BEGIN Document text
It was a Nicklaus hybrid with a crap shaft in A flex, that is between R and Ladies and suitable for swing speeds in the low-mid 80s. He told me he was fitted by AG for it. I told him he was ripped off blind, and he should take it back and get a refund and complain like mad. 

He would have been better off going in with a blindfold and picking something at random.


----------



## EaseNgrace (Sep 15, 2009)

I visited Norfolk Premier Golf yesterday, Wow what a setup they have. I know where i'll be going to get fitted now, im also keen on the idea of some lessons having seen their short game/chipping area, and the range looks great too.


----------



## Pants (Sep 15, 2009)

I average 280 carry but my current driver has a regular shaft and I can only keep it under control if I hold back a bit.
		
Click to expand...

Wow.  280 yd carry and you are holding back.    

I can only dream of anything more than 200 yds total, including run, in these current very dry conditions


----------



## EaseNgrace (Sep 15, 2009)
END Document text
BEGIN Collected material
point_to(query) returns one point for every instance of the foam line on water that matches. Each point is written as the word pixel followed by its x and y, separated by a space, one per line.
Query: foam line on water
END Collected material
• **What you will do**:
1: List the shaft flex designations named in the first paragraph of the golf fitting thread.
2: In the golf fitting thread, which place did EaseNgrace visit the day before posting?
3: Extend the golf fitting thread from the point where it stops.
The data is separate material and has no connection to the golf fitting thread.

• **Task responses**:
1: A, R, Ladies

2: Norfolk Premier Golf

3:
Unfortunately it doesn't seem to be saving me many shots at the moment, Im all power and no finesse at the moment but with a few hundred hours of practice  I may have a complete game one day.
I must admit it is the part of my game I enjoy most when im feeling confident and having the choice of going for the green on par 4's. I was pin high on  a 350 yard par 4 (with the wind behind) last Sunday.


----------



## viscount17 (Sep 16, 2009)

I was pin high on  a 350 yard par 4 (with the wind behind) last Sunday.
		
Click to expand...

I hate you!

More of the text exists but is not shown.